(Your goal)
Copy exactly the line that contains "In the photograph above, where can the reflection on" plus all remaining lines of the data, and leave out every line before it.

──────── Entries shown ────────

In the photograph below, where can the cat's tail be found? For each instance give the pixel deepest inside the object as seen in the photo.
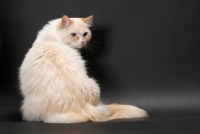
(115, 111)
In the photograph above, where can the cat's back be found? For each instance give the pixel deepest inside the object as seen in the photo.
(49, 62)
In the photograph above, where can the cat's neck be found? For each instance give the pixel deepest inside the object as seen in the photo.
(49, 33)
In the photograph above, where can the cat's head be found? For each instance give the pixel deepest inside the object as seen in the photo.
(75, 31)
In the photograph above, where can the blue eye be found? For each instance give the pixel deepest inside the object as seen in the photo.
(85, 34)
(73, 34)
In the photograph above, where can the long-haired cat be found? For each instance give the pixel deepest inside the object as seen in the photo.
(54, 81)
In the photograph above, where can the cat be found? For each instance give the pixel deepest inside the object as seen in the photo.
(54, 81)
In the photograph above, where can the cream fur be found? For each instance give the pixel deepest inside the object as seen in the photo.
(54, 81)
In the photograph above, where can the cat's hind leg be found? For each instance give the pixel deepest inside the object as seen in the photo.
(66, 118)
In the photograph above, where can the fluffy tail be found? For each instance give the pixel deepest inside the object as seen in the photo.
(98, 113)
(115, 111)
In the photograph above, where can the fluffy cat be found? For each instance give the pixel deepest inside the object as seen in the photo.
(54, 81)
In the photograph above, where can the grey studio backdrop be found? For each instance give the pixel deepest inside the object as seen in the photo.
(145, 53)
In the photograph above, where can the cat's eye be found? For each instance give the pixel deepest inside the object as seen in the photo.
(73, 34)
(85, 34)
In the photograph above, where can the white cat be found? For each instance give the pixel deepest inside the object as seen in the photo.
(54, 81)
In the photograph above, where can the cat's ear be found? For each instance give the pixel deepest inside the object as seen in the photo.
(65, 22)
(88, 20)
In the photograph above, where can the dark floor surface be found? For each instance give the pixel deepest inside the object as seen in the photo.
(151, 125)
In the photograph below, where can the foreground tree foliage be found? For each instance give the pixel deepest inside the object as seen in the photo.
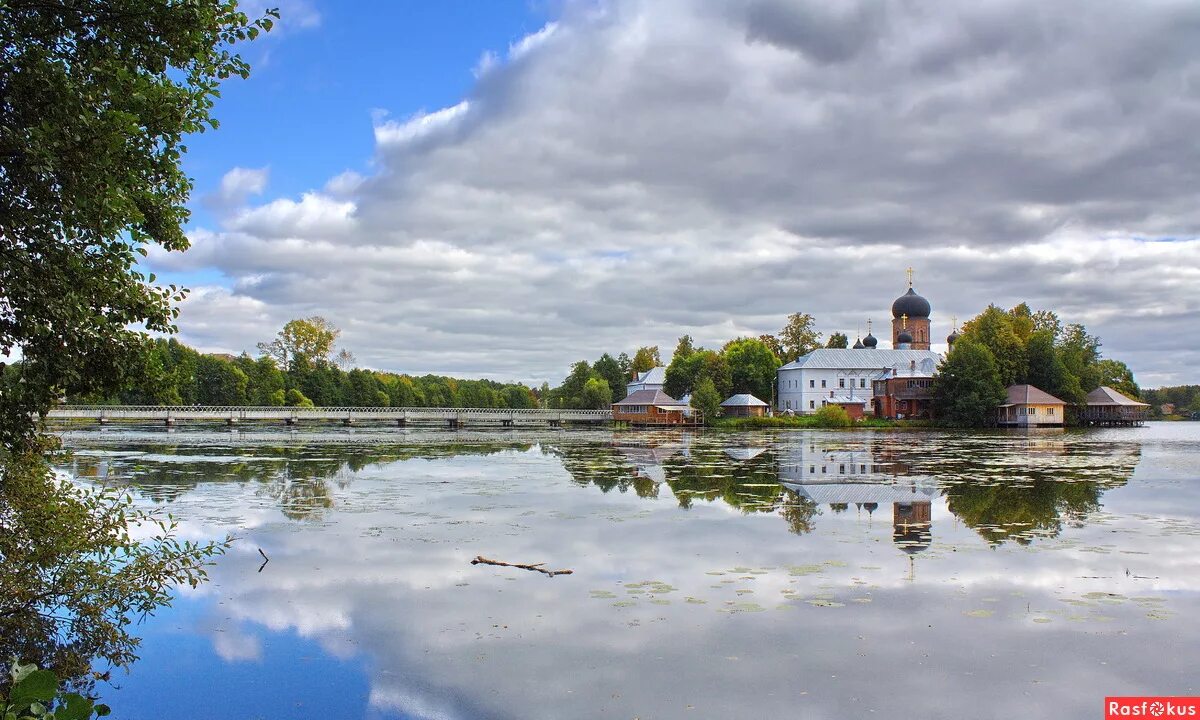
(96, 101)
(73, 575)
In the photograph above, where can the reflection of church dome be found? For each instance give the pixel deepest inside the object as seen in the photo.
(912, 539)
(912, 305)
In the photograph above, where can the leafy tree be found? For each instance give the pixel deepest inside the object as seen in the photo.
(1080, 353)
(73, 574)
(95, 102)
(595, 395)
(967, 387)
(798, 336)
(345, 359)
(311, 339)
(706, 399)
(1116, 375)
(683, 348)
(221, 383)
(1045, 319)
(646, 358)
(609, 369)
(772, 342)
(994, 329)
(570, 393)
(1048, 371)
(684, 375)
(753, 367)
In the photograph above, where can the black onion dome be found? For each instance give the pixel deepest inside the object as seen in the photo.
(912, 305)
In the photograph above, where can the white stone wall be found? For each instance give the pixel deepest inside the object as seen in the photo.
(802, 391)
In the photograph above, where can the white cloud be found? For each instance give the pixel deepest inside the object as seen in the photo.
(639, 171)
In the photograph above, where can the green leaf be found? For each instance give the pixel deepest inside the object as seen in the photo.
(40, 684)
(73, 707)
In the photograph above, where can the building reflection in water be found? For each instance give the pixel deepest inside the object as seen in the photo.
(868, 478)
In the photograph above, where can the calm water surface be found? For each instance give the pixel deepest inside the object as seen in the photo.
(796, 574)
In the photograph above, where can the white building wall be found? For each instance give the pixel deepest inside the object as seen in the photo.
(803, 390)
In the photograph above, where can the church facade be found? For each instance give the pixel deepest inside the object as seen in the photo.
(851, 376)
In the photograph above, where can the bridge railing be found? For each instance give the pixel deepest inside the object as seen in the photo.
(335, 412)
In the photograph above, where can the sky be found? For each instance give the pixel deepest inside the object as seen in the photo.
(499, 189)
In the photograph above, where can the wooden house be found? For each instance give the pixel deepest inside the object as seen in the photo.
(744, 406)
(1105, 406)
(653, 407)
(1030, 407)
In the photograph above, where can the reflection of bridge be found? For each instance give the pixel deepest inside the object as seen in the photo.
(234, 415)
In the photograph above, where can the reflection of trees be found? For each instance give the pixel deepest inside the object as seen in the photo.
(297, 477)
(1035, 489)
(706, 474)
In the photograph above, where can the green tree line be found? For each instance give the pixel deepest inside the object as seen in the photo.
(742, 365)
(173, 373)
(999, 348)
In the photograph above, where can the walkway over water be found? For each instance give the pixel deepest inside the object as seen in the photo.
(234, 415)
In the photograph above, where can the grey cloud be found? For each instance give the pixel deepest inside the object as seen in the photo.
(651, 169)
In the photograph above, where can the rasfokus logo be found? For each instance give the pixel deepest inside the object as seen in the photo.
(1151, 707)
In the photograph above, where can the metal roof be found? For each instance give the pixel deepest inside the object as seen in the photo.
(654, 376)
(862, 359)
(655, 397)
(1108, 396)
(1030, 395)
(743, 400)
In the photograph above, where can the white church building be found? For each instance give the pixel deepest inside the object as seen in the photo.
(845, 375)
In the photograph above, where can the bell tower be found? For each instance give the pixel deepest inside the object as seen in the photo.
(910, 318)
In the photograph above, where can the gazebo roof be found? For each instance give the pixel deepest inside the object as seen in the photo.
(1108, 396)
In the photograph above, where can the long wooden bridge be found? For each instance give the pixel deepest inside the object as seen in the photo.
(171, 415)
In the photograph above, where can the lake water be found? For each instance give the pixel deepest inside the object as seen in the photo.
(715, 575)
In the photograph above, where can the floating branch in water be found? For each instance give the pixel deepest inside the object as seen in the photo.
(535, 567)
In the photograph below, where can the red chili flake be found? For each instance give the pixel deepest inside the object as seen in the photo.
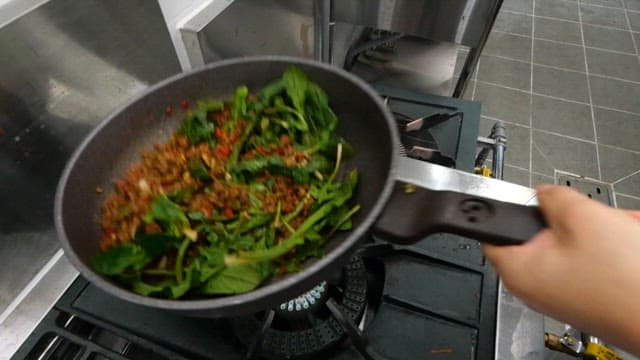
(227, 212)
(223, 151)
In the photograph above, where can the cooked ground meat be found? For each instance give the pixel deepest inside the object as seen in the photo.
(164, 170)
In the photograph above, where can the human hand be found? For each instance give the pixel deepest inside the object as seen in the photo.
(584, 269)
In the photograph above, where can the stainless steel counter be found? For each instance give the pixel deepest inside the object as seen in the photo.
(519, 329)
(63, 68)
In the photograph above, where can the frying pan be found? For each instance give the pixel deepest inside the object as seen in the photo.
(364, 121)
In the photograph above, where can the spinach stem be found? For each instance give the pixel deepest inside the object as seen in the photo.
(338, 161)
(159, 272)
(180, 258)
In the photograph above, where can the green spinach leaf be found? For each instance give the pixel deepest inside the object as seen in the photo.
(197, 128)
(118, 259)
(235, 279)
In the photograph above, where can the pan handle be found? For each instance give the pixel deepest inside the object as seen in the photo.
(414, 212)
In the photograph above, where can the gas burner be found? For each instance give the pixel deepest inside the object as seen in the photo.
(310, 301)
(293, 331)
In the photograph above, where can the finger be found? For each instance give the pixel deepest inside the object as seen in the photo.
(559, 205)
(634, 214)
(500, 256)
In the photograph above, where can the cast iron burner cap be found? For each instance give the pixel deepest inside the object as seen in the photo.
(291, 331)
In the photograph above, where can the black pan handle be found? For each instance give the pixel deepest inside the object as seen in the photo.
(414, 212)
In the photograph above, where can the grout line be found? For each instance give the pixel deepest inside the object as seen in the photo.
(602, 6)
(618, 110)
(567, 136)
(626, 15)
(627, 176)
(557, 98)
(593, 117)
(533, 31)
(574, 44)
(493, 118)
(635, 152)
(567, 69)
(571, 21)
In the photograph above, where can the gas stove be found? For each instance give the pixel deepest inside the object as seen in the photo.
(434, 299)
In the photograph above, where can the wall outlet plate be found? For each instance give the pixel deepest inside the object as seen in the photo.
(594, 189)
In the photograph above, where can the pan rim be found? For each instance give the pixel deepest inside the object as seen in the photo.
(219, 304)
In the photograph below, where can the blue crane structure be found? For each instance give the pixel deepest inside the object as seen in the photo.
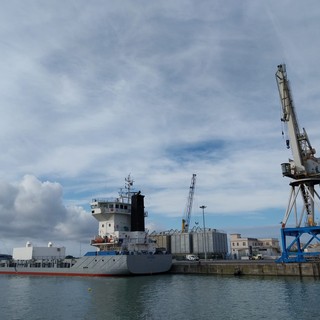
(299, 237)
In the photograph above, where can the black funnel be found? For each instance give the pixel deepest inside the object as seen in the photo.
(137, 212)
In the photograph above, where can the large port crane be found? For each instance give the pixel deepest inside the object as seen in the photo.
(304, 169)
(187, 214)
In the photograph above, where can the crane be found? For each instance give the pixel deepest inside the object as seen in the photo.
(187, 214)
(304, 169)
(304, 163)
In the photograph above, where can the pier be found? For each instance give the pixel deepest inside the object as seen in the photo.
(244, 267)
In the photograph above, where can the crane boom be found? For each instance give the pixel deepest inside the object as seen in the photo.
(304, 163)
(187, 215)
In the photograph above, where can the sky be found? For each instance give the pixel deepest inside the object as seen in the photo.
(92, 91)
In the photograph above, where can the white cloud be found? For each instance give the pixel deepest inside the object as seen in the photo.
(34, 210)
(92, 91)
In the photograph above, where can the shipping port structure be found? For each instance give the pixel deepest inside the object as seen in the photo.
(205, 243)
(299, 229)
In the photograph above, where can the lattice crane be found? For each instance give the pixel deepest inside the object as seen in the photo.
(187, 214)
(304, 169)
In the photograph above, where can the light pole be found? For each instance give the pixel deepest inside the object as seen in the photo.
(204, 233)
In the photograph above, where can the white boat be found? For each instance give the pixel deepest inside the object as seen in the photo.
(122, 246)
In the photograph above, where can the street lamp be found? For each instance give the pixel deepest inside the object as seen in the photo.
(204, 233)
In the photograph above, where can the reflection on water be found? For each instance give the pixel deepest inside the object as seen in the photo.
(158, 297)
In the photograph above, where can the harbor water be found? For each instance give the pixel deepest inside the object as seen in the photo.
(158, 297)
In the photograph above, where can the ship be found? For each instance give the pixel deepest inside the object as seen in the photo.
(122, 246)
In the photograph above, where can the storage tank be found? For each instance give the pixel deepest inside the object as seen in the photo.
(181, 243)
(162, 241)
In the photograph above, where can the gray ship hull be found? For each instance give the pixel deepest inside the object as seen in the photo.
(99, 266)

────────

(Response to this task)
In the photograph above, where can the reflection on water be found? For each instance give the pixel deepest inside the object as seen in the photo.
(158, 297)
In the photograph above, where can the harbor water be found? For each instance give the pixel deepest inside the object as seen in the photo.
(158, 297)
In the photograph above, where can the ship be found? For each instance give the pixel deepest inside the object as seen in the photo.
(122, 246)
In the photograph above, where can the storage tank be found? For each instance give the pixel deepest inside the object as seen in the photo.
(181, 243)
(162, 241)
In the photograph above, where can the gray ship hull be found? For each instance give the pixel deepest inside the object as seen in the photo.
(99, 266)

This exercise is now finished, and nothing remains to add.